Detection examples:
<<<<

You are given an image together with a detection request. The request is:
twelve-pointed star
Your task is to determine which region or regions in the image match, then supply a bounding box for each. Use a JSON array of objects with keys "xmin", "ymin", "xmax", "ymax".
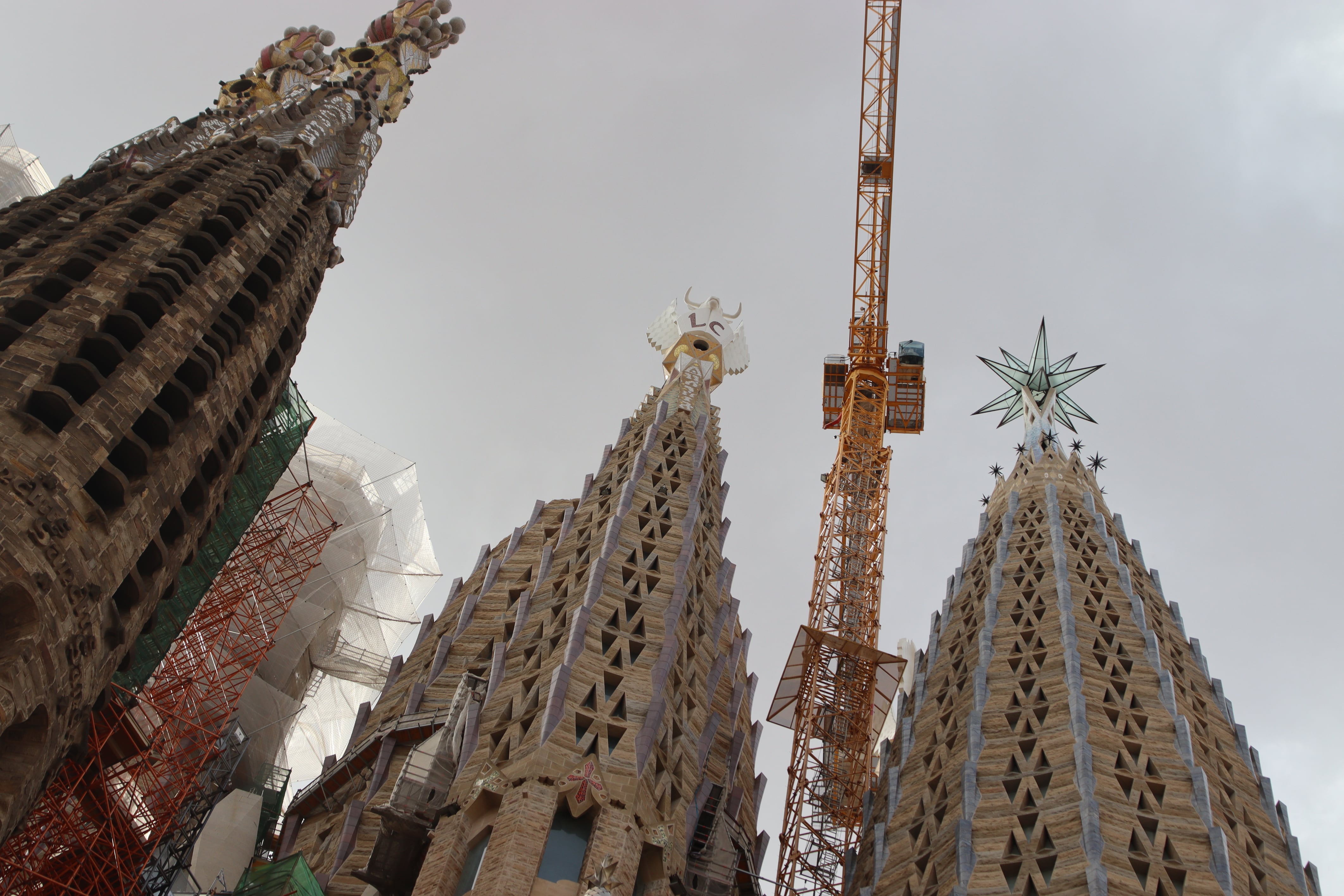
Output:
[{"xmin": 974, "ymin": 318, "xmax": 1105, "ymax": 433}]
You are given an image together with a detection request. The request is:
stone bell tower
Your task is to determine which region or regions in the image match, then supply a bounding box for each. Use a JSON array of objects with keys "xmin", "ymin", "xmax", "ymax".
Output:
[
  {"xmin": 281, "ymin": 294, "xmax": 766, "ymax": 896},
  {"xmin": 845, "ymin": 324, "xmax": 1320, "ymax": 896},
  {"xmin": 0, "ymin": 0, "xmax": 464, "ymax": 840}
]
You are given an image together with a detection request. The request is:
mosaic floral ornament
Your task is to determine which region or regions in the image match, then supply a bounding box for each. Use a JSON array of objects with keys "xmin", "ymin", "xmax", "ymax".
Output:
[
  {"xmin": 973, "ymin": 318, "xmax": 1105, "ymax": 433},
  {"xmin": 556, "ymin": 759, "xmax": 608, "ymax": 815}
]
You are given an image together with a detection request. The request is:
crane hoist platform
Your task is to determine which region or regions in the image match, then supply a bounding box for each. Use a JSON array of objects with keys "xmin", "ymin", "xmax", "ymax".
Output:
[{"xmin": 766, "ymin": 0, "xmax": 925, "ymax": 896}]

>>>>

- WRITTEN PROBLEM
Reproduce the lines above, changing every "bounding box" to "enclosing rectangle" and keeping everything else the same. Leave the pictures out of your answer.

- EXERCISE RESULT
You are given an image together with a detection request. The request is:
twelve-pointed star
Your task is to determine which region or regions in the image match, then supply a enclosing rectangle for each. Use a JSON array of objects with keys "xmin", "ymin", "xmax", "ymax".
Output:
[{"xmin": 974, "ymin": 318, "xmax": 1105, "ymax": 433}]
You are given an image together with a detection request. The request is:
stone bell tower
Your task is to determine which region or regions in the image match, then supply a enclosing rectangle for each. Use a JSON array of objects with keys "xmin", "ymin", "xmax", "ymax".
Output:
[
  {"xmin": 281, "ymin": 294, "xmax": 766, "ymax": 896},
  {"xmin": 845, "ymin": 324, "xmax": 1320, "ymax": 896},
  {"xmin": 0, "ymin": 0, "xmax": 464, "ymax": 840}
]
You are given an image together with a detection request. The request is:
mosaic floral ornament
Your task is to determine which region or regions in the image match, then supply a enclosing rectangle for each. Use a JSON array of objects with keys "xmin", "ymin", "xmax", "ymax".
Output:
[
  {"xmin": 973, "ymin": 318, "xmax": 1105, "ymax": 433},
  {"xmin": 556, "ymin": 759, "xmax": 608, "ymax": 815}
]
You are given an image together with a detection request. The request is:
crane hoist platform
Your task is to determine which region or regions in the image match, then supply a enclosing rectangle for each. Use a JSON array of objects with keys "xmin", "ymin", "xmax", "ymax".
Output:
[{"xmin": 766, "ymin": 0, "xmax": 925, "ymax": 896}]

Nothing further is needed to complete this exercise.